* _WHAT YOU SHOULD DO_
Change "marker" to "pin" in the lines that open with the line containing "Annotation task — locate each instance of the double" and close with the line containing "(1228, 352)". Rewrite only those lines, with nothing else altered.

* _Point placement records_
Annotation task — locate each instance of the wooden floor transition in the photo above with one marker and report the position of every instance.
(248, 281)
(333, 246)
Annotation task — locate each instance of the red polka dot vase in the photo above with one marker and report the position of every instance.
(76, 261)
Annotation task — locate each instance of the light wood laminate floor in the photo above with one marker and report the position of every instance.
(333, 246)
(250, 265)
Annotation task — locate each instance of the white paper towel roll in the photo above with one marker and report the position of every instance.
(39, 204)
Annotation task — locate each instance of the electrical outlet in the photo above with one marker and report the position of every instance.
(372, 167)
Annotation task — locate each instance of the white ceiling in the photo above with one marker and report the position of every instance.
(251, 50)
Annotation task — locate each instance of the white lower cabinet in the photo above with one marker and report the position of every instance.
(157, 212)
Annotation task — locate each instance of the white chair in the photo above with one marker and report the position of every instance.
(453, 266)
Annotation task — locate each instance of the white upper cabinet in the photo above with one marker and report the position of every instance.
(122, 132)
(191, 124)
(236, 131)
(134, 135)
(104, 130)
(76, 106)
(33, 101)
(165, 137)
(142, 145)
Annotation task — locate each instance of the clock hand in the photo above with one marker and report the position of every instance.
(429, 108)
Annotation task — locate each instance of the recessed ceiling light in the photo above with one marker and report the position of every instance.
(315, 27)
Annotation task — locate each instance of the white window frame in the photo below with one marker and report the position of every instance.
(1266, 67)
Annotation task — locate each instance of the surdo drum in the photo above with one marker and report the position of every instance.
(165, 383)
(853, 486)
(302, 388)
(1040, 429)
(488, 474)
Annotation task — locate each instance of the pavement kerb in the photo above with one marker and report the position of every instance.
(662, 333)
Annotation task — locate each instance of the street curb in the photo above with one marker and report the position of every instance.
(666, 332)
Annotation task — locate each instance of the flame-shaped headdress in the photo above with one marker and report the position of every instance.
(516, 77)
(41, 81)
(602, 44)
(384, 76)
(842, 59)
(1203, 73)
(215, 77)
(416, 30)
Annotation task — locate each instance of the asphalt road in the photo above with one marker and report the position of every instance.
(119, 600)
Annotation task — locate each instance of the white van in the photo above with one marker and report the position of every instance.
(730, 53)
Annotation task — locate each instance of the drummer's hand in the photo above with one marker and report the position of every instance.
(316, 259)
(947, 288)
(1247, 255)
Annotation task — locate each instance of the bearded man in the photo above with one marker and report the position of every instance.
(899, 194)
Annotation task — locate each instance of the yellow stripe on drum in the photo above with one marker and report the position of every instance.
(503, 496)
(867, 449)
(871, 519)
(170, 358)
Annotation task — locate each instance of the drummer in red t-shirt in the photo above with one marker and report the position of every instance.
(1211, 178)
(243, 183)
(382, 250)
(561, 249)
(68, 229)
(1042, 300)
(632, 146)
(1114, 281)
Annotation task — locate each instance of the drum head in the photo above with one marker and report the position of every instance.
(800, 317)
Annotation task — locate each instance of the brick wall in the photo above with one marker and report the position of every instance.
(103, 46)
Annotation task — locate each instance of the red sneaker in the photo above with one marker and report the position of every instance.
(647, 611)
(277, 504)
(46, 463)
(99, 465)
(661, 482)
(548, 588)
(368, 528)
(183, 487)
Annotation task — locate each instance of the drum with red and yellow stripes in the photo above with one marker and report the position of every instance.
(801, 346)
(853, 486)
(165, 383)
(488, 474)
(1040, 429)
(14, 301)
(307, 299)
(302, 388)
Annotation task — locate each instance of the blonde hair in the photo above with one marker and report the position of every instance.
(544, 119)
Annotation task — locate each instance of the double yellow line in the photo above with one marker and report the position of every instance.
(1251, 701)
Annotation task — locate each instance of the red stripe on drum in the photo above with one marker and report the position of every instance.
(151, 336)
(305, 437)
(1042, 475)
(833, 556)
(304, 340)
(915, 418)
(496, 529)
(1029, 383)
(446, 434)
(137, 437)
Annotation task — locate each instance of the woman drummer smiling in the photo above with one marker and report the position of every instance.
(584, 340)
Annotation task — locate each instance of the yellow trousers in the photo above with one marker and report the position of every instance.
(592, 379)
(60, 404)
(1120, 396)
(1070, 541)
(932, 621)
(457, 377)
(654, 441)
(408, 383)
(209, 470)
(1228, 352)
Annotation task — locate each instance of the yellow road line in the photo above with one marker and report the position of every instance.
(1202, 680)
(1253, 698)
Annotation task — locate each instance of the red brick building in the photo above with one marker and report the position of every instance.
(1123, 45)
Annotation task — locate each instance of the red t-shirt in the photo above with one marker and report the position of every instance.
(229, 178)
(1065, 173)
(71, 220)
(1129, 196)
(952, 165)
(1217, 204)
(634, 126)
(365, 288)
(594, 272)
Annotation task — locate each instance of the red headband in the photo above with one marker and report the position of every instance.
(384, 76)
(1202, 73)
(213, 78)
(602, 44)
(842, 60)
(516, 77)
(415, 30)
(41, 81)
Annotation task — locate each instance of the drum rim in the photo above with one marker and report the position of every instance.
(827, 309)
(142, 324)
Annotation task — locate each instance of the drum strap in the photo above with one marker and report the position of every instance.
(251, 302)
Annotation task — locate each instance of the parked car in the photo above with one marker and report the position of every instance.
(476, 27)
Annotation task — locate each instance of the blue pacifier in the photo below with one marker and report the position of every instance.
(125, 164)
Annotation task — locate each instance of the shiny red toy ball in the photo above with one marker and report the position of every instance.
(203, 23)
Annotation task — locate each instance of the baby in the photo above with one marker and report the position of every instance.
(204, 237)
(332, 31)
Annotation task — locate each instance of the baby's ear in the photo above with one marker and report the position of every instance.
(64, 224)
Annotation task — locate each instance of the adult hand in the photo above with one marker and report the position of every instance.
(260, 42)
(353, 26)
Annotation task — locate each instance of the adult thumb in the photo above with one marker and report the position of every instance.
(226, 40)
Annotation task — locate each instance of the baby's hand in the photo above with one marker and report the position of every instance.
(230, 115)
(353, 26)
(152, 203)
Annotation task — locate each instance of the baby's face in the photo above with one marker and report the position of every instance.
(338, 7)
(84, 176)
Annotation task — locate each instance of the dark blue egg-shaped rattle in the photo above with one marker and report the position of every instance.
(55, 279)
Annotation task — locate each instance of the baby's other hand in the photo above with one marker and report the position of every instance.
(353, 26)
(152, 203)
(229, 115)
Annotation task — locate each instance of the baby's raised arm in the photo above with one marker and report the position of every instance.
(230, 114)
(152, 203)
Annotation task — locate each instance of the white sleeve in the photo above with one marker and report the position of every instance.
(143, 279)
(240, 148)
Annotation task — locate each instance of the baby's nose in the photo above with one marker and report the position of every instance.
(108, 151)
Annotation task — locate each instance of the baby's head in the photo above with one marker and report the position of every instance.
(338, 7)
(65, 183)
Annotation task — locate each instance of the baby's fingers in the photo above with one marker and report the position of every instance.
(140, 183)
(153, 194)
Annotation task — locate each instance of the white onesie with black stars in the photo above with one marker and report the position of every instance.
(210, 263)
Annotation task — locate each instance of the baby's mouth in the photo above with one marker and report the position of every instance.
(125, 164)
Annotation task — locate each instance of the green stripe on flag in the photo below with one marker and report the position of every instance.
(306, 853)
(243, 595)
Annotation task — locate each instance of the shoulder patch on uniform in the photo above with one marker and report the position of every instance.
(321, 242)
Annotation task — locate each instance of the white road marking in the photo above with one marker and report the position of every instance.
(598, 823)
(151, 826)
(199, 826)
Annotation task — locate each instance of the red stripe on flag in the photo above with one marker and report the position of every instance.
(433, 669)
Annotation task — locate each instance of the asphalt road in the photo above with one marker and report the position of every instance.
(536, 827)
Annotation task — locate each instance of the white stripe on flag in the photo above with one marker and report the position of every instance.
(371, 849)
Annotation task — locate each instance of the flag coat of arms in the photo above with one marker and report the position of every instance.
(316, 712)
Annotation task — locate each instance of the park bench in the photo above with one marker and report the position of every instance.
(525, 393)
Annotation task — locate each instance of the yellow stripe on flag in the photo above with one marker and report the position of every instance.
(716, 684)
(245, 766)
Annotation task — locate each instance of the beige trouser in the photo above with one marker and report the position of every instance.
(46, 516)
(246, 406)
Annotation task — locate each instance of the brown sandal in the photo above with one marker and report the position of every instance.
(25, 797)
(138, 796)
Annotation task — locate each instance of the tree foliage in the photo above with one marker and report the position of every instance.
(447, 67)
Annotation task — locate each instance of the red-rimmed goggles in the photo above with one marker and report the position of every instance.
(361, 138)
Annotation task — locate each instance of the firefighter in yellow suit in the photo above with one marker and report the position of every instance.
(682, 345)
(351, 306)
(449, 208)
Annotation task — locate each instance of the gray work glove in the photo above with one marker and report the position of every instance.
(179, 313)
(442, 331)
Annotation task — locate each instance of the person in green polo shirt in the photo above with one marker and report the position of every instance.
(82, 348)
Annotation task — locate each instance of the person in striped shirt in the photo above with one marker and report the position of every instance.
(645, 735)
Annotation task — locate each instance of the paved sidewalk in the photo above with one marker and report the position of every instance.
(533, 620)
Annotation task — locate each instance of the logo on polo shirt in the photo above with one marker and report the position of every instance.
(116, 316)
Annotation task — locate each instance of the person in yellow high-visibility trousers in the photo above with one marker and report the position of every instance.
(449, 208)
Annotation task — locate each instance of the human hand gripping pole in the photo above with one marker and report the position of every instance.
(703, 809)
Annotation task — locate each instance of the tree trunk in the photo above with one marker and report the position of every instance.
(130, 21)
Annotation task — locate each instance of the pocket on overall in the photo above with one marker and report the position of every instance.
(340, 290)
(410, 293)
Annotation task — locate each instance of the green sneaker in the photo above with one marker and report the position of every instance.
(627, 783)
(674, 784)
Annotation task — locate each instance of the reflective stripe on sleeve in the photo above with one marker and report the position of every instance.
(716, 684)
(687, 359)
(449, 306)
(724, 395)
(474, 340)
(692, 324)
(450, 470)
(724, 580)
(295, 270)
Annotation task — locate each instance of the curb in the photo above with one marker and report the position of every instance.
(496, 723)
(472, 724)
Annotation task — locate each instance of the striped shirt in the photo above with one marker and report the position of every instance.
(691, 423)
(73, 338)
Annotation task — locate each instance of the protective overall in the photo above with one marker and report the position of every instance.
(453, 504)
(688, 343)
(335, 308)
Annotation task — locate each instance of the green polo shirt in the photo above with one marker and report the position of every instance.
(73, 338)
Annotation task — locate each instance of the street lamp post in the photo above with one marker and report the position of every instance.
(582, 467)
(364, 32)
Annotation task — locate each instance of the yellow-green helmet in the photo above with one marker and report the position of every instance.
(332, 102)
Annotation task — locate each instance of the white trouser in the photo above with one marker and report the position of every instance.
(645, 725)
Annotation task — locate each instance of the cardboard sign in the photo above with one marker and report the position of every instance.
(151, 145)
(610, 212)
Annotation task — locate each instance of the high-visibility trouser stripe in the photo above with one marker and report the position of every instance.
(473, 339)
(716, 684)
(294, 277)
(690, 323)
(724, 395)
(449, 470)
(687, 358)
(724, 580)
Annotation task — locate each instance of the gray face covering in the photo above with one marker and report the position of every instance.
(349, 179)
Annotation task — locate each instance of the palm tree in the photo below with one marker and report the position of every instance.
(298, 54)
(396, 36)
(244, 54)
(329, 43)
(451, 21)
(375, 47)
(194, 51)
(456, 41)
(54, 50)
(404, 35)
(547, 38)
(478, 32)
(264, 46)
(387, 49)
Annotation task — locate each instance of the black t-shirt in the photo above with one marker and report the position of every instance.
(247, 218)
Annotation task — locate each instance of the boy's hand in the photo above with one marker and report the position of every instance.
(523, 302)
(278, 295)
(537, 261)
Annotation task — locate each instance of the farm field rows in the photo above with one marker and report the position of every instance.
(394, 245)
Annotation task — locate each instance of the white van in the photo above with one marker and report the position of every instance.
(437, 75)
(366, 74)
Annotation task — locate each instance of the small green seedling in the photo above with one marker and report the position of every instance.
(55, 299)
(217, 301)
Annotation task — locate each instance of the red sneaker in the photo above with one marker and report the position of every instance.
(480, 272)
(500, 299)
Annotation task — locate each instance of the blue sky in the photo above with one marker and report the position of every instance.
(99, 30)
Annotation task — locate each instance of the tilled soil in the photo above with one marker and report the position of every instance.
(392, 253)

* _PROBLEM SOLUTION_
Annotation task — locate each instance of the double yellow line in the photo above with one pin and report the position of every instance.
(1251, 701)
Annotation task — locate each instance of the red stripe on drum in the photo above with one pin and report the position of every instance.
(151, 336)
(305, 437)
(1042, 475)
(833, 556)
(304, 340)
(915, 418)
(496, 529)
(1029, 383)
(446, 434)
(137, 437)
Annotation task — locate each instance of the woman drummer smiling in the photo above with one pin and report the position of every instance.
(584, 340)
Annotation task — locate each instance of the yellow trousers in the photo above with one pin and report the position of every instance.
(592, 379)
(60, 404)
(1120, 396)
(1070, 541)
(932, 621)
(457, 377)
(654, 441)
(408, 383)
(209, 470)
(1228, 352)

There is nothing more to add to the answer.